Vers le succès avec du cœur et de la persévérance

Depuis plus de quatre ans, l’Association des petits paysans accompagne le projet pilote de la paysanne bio Margrit Abderhalden. L’idée: pouvoir acheter 24 heures sur 24 des produits artisanaux dans le plus petit magasin à la ferme de la ville. En 2023, l’Alpomat se lance dans sa première année d’exploitation normale. L’heure est au bilan pour le projet pilote.

Des produits fins paysans, de la ferme à la ville : c’est ce que propose l’Alpomat de la famille Abderhalden. Photo: Christoph Kaminski

La vente directe constitue un atout important pour de nombreux paysans et paysannes, car elle présente plusieurs avantages: les productrices et producteurs obtiennent un prix équitable et une meilleure valorisation de leur travail. Les consommateurs et consommatrices reçoivent en retour des produits aussi frais et locaux que possible. Bien que de plus en plus d’exploitations pratiquent la vente directe, celle-ci reste un petit créneau et ne représente qu’environ 5 % de l’ensemble du marché en Suisse, selon les estimations de l’Union suisse des paysans. Comment les paysan·nes et les consommateur·trices pourraient-ils mieux profiter de la vente directe? Quand l’Association des petits paysans a commencé à se pencher sur la question dans un groupe de travail, il est vite apparu qu’il fallait de nouveaux canaux de vente!

— Vos tâches —
1: D'après l'extrait, pourquoi la vente directe est-elle un atout important pour de nombreux paysans et paysannes ? Répondez en une à trois phrases.
2: Indiquez, s'il vous plaît, quelle part de l'ensemble du marché suisse la vente directe représente selon l'extrait.

— Extrait des données —
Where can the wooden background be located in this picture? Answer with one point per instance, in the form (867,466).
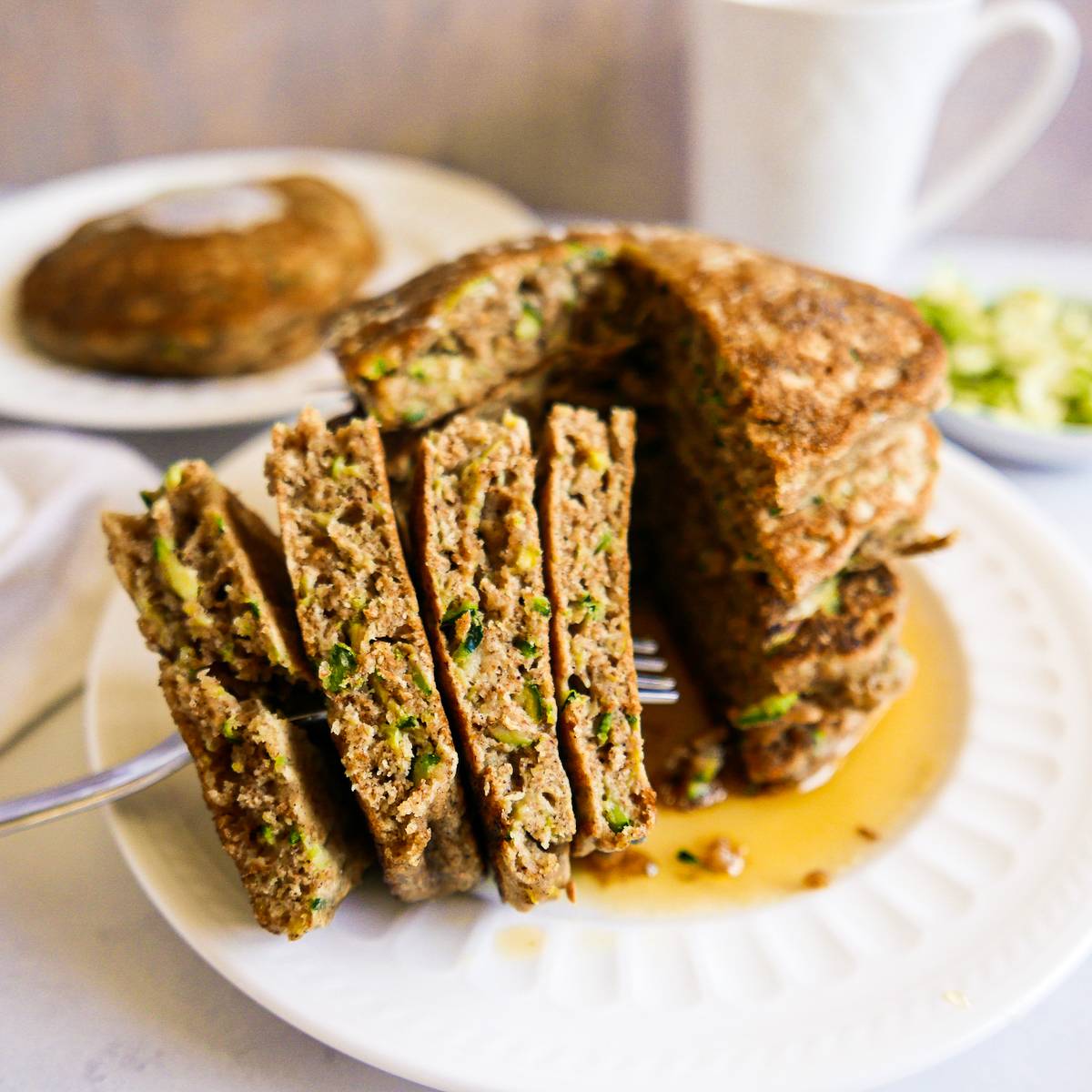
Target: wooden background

— Ensemble des réponses —
1: Elle présente plusieurs avantages : les productrices et producteurs obtiennent un prix équitable et une meilleure valorisation de leur travail. En retour, les consommateurs et consommatrices reçoivent des produits aussi frais et locaux que possible.

2: Environ 5 %, selon les estimations de l'Union suisse des paysans.